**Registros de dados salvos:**
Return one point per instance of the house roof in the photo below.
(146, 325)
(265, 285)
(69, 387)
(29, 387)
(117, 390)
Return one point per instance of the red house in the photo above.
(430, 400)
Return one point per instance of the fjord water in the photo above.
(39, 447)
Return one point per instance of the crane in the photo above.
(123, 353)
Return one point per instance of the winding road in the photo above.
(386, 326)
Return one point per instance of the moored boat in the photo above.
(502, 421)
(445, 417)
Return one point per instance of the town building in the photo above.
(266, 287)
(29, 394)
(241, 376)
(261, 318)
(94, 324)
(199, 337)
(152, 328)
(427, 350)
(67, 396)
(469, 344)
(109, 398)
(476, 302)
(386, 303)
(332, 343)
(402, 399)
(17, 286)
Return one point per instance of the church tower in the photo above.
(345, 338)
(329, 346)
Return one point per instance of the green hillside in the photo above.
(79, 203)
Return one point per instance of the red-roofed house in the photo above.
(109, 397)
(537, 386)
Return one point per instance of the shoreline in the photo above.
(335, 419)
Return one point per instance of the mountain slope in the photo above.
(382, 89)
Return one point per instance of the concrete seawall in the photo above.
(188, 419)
* * *
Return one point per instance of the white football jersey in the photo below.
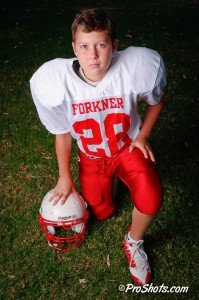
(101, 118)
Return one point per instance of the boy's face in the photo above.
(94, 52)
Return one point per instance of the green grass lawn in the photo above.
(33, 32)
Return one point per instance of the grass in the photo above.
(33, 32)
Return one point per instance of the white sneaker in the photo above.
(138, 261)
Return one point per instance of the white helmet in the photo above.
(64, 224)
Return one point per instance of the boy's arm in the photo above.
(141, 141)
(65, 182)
--
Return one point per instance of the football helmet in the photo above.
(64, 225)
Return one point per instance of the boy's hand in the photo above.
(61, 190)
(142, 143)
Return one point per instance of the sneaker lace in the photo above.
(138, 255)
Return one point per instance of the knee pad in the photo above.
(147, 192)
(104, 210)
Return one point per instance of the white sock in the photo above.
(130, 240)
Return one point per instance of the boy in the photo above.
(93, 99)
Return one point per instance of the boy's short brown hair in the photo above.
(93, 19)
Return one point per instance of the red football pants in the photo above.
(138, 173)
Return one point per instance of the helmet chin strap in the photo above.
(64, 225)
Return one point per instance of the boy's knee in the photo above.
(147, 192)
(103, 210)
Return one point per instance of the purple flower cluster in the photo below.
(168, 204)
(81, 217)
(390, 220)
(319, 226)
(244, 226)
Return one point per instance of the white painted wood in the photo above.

**Tarefa do exercício:** Transforme em uma lista numerada tudo o que vai da linha que contém "Return one point per instance of the knee" até a linha que contém "Return one point per instance of the white painted", incluindo as duas. Deixe de fora as linhas em branco.

**Solução escrita:**
1. Return one point per instance of the knee pad in the photo above.
2. (147, 192)
3. (104, 210)
4. Return one point per instance of the white sock in the photo above.
5. (130, 240)
6. Return one point per instance of the boy in the photo above.
7. (93, 99)
8. Return one point per instance of the boy's short brown hair in the photo above.
9. (93, 19)
10. Return one point per instance of the red football pants in the photo above.
11. (138, 173)
12. Return one point per instance of the helmet chin strap in the photo above.
13. (64, 225)
14. Return one point per instance of the boy's knee in the photo above.
15. (147, 192)
16. (103, 210)
17. Return one point per instance of the purple flower cluster in the photo below.
18. (168, 204)
19. (81, 217)
20. (390, 220)
21. (319, 226)
22. (244, 226)
23. Return one point per instance of the white painted wood in the photo above.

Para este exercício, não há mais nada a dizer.